>>>>
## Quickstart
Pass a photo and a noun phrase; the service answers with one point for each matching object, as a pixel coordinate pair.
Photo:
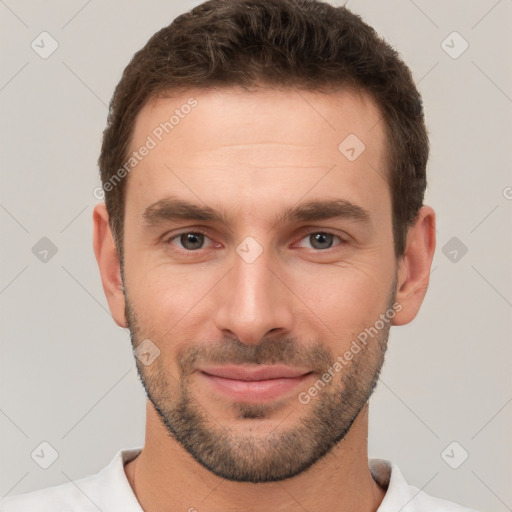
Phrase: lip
(254, 383)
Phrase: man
(264, 172)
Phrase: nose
(253, 301)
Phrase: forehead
(210, 142)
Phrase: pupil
(322, 239)
(191, 240)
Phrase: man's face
(250, 286)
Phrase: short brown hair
(304, 44)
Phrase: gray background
(67, 374)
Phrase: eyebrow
(171, 209)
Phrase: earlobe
(107, 257)
(414, 266)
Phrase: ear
(109, 265)
(414, 266)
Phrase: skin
(252, 156)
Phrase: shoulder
(105, 491)
(71, 496)
(402, 496)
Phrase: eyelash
(308, 234)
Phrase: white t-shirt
(110, 491)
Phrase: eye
(321, 240)
(190, 240)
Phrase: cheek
(346, 299)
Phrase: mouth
(254, 383)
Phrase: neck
(165, 477)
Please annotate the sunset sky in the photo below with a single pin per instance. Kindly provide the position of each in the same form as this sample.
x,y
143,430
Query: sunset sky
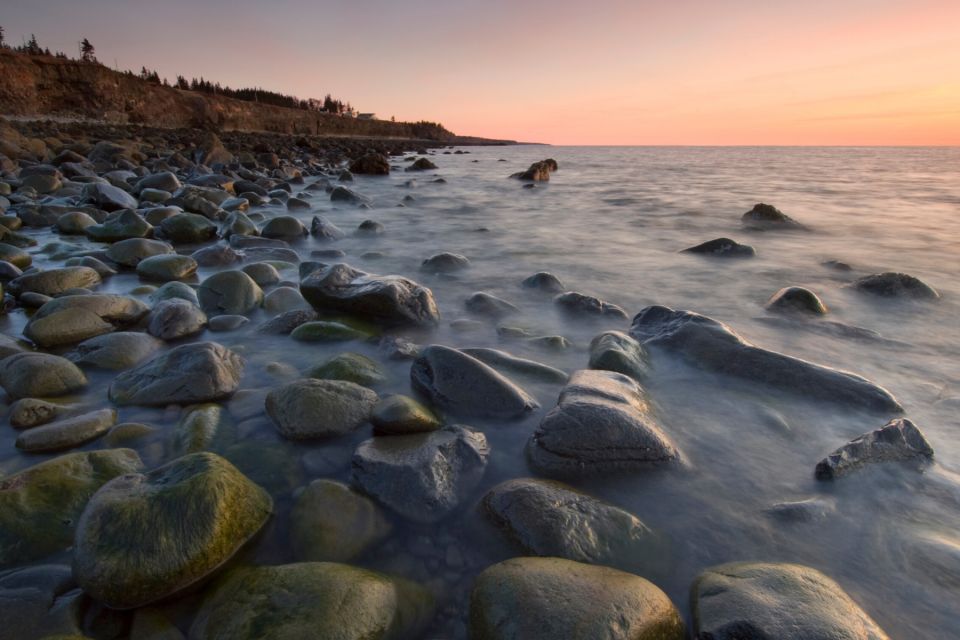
x,y
601,72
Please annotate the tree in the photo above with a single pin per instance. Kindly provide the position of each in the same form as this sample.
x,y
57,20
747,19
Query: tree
x,y
87,52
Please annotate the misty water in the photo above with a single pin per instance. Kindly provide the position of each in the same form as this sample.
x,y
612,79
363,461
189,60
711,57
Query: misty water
x,y
611,223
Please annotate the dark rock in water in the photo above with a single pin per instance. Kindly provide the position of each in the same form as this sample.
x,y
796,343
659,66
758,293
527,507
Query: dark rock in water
x,y
723,248
312,600
188,374
421,164
896,285
579,304
39,506
616,351
545,518
188,516
899,440
538,171
391,300
39,375
714,346
465,386
544,281
796,300
602,424
323,229
422,476
766,217
445,263
310,408
552,598
773,600
373,164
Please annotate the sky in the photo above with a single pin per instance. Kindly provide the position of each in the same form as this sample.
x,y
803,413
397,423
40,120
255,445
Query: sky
x,y
603,72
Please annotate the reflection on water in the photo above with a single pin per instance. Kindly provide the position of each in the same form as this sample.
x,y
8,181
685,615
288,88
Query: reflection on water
x,y
610,224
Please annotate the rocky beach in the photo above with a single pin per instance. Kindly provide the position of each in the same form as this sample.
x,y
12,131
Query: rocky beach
x,y
282,385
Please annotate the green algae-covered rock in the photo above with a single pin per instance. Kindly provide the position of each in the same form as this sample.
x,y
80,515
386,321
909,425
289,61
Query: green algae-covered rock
x,y
352,367
144,537
40,505
331,522
551,598
311,600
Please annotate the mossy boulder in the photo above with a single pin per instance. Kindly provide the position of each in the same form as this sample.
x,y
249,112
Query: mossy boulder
x,y
39,506
188,517
312,600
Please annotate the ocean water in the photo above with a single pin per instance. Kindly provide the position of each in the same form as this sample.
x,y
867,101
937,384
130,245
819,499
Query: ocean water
x,y
611,223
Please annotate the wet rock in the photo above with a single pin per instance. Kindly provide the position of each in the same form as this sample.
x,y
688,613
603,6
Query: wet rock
x,y
229,292
549,598
55,281
544,281
172,319
130,252
392,300
445,263
352,367
602,424
312,600
723,248
189,516
39,506
897,441
796,300
67,433
766,217
167,267
519,366
715,347
616,351
401,415
310,408
39,375
771,600
465,386
422,476
579,304
896,285
188,374
331,522
485,304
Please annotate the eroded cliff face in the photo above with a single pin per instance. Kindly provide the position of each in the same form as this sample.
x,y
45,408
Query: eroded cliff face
x,y
45,86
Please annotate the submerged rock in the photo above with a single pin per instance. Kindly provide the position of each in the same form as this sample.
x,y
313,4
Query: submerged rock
x,y
715,347
465,386
312,600
552,598
422,476
772,600
602,423
188,518
389,299
188,374
899,440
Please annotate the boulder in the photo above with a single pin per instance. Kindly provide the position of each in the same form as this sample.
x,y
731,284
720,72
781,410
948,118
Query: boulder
x,y
465,386
188,517
188,374
391,300
422,476
602,424
39,506
714,346
774,600
550,598
897,441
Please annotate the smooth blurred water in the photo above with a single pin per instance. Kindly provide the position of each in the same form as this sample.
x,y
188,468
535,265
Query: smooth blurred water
x,y
611,223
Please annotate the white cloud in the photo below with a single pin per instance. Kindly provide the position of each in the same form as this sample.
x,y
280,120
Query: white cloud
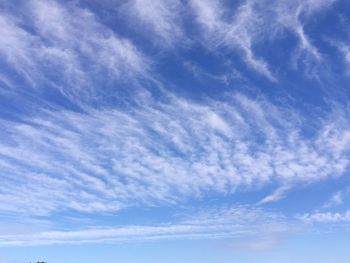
x,y
326,217
66,47
161,18
233,223
160,152
255,22
275,196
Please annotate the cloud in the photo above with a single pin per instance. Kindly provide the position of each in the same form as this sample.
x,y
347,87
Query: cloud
x,y
327,217
337,198
160,151
256,22
233,223
275,196
67,48
161,18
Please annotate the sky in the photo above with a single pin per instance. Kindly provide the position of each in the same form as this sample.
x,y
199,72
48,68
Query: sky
x,y
174,131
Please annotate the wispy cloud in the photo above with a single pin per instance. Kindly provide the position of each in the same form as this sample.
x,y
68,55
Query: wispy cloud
x,y
234,223
326,217
256,22
66,47
162,20
160,152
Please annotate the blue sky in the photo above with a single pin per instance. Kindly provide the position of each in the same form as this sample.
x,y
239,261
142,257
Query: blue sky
x,y
174,131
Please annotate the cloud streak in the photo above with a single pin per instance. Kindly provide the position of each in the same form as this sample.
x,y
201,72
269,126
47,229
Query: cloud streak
x,y
160,152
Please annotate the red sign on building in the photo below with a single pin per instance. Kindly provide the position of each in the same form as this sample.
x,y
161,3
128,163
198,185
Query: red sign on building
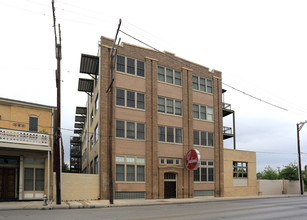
x,y
192,159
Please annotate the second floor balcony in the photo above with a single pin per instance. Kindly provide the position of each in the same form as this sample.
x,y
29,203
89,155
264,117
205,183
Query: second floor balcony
x,y
24,139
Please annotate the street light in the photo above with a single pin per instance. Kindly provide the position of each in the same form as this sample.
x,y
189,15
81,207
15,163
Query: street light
x,y
299,127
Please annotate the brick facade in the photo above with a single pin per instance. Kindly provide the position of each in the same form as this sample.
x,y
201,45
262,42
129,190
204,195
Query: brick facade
x,y
151,149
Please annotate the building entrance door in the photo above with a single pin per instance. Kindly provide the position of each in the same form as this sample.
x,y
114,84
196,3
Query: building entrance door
x,y
170,185
7,183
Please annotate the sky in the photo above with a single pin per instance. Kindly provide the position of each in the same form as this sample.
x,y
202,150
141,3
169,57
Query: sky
x,y
260,47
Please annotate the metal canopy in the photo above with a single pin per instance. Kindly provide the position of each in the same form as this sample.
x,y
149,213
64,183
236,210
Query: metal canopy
x,y
80,119
89,64
86,85
79,125
81,110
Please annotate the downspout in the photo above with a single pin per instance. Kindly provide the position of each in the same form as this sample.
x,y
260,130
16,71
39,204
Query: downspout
x,y
52,142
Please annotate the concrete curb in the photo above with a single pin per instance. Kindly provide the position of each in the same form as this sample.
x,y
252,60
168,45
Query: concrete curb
x,y
88,205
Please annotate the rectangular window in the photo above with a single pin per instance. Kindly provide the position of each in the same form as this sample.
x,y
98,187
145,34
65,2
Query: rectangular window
x,y
161,104
178,133
130,173
130,130
170,134
130,99
140,131
120,63
140,68
29,179
161,133
195,111
169,76
203,138
178,108
96,165
140,101
120,97
140,173
120,128
91,142
209,86
33,124
203,112
161,74
205,173
240,169
130,66
210,113
120,172
96,133
196,137
210,139
170,106
96,103
177,78
202,84
195,82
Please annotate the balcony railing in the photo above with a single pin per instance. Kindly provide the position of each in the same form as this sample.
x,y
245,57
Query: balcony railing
x,y
23,137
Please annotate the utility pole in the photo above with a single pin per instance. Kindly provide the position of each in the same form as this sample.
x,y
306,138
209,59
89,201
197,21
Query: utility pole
x,y
110,90
58,54
299,126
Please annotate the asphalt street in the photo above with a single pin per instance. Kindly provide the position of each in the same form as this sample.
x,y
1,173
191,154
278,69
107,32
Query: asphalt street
x,y
260,208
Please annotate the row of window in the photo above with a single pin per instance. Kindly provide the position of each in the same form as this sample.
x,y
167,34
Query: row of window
x,y
169,106
205,172
130,66
130,99
130,169
203,138
169,134
239,169
131,130
202,112
202,84
169,76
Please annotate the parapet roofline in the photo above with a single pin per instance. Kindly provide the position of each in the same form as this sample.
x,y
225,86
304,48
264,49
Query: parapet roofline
x,y
167,53
30,104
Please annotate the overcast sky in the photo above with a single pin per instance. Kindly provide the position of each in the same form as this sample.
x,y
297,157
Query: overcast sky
x,y
260,47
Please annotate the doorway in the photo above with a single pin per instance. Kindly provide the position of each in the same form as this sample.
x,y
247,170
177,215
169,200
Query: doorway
x,y
170,185
8,178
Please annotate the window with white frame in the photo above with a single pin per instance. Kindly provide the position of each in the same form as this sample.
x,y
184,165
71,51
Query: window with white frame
x,y
169,75
169,106
130,169
131,130
33,123
130,66
202,84
240,169
205,172
130,99
203,112
169,161
34,174
203,138
169,134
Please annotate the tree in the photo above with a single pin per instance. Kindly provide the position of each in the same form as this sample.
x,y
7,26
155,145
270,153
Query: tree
x,y
268,174
290,172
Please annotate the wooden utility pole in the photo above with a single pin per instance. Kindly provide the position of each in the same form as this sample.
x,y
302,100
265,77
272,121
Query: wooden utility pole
x,y
110,90
299,126
58,54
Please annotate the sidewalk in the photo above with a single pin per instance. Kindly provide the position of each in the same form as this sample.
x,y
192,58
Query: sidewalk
x,y
38,205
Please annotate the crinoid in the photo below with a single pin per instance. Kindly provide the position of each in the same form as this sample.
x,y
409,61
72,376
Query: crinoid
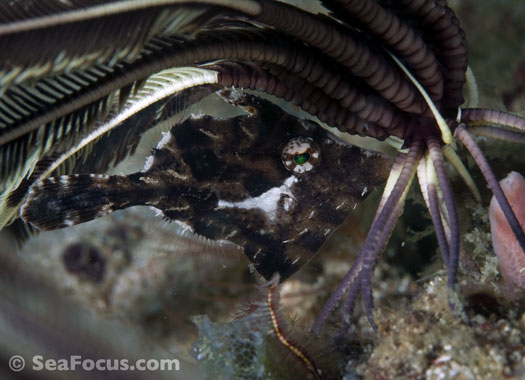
x,y
376,68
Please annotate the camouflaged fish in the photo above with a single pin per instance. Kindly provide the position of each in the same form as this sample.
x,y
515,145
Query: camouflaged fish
x,y
273,184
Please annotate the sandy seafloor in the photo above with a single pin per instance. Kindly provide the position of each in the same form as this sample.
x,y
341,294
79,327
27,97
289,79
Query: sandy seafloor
x,y
137,299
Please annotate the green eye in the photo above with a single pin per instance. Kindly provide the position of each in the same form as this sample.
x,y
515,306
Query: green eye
x,y
301,158
301,155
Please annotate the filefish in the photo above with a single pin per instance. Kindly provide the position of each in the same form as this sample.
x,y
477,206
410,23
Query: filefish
x,y
269,182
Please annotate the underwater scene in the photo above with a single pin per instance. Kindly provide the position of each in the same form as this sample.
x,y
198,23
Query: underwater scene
x,y
262,189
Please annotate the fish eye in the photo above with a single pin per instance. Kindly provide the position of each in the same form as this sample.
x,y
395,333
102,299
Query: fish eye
x,y
301,155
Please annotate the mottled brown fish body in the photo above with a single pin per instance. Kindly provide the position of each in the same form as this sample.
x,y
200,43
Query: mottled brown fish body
x,y
275,185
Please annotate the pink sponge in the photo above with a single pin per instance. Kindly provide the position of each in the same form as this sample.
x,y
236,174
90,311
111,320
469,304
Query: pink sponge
x,y
510,255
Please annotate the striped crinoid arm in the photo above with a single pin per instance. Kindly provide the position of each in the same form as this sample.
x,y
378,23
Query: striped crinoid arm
x,y
499,125
481,161
359,277
399,37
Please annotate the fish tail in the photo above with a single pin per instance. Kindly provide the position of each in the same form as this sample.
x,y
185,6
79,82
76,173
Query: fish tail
x,y
64,201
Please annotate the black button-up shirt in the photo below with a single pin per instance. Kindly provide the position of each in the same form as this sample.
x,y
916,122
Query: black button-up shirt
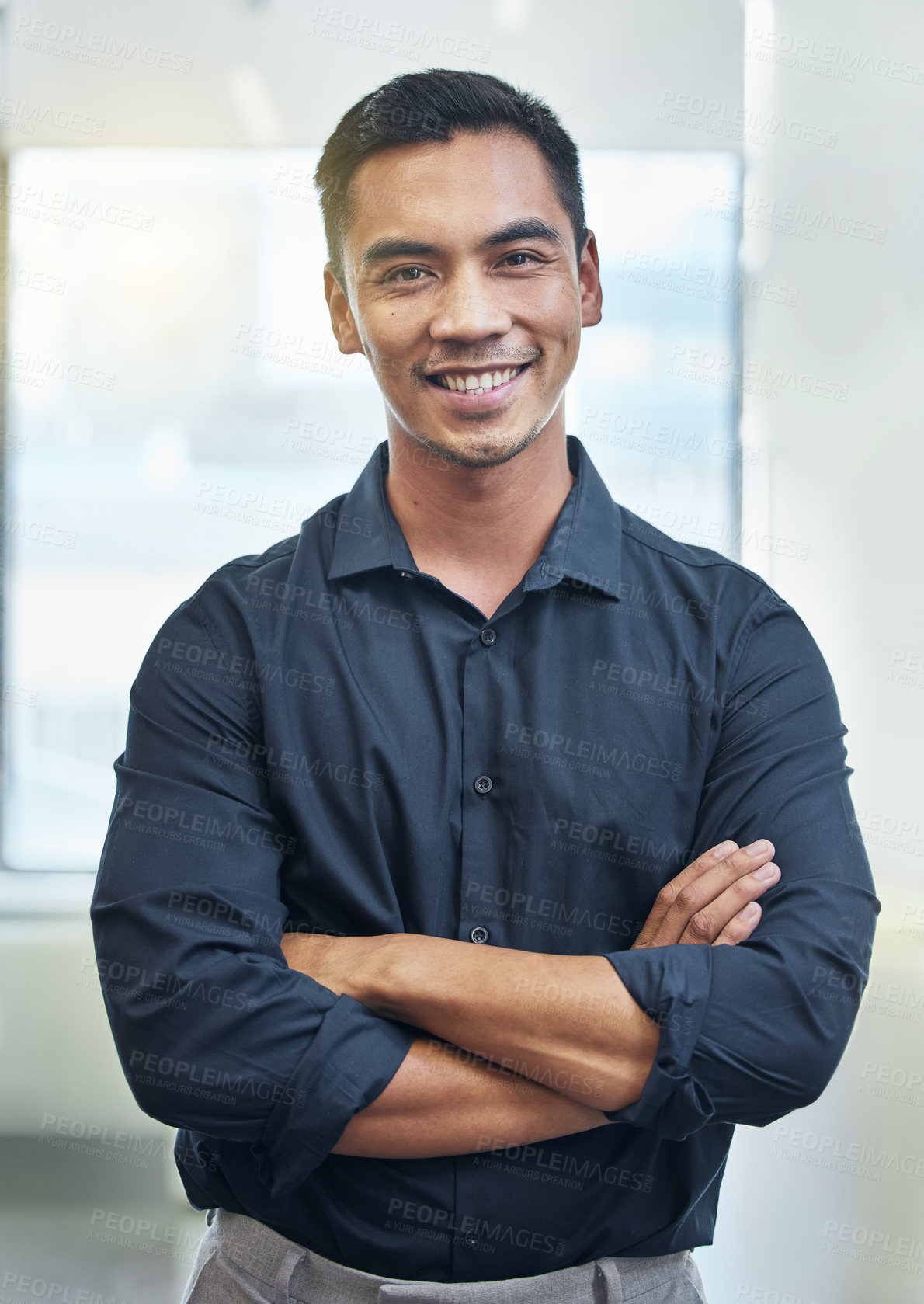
<<<<
WRITTEN PROBLEM: Copy the material word for word, starting at the line with "Please annotate the fish tail" and continuing to the end of the material, leaving out the pictures.

TASK SOLUTION:
Please annotate the fish tail in the photo above with a single pin per instance. Kindly provide the position of each in the same form as this sample.
x,y
185,6
79,82
76,173
Query: fish tail
x,y
64,201
Please annotate the black button-up shirt in the photo below with a single pin per instance. Kindly provide the position of each in the same form as this sample.
x,y
916,122
Query: black button-up shirt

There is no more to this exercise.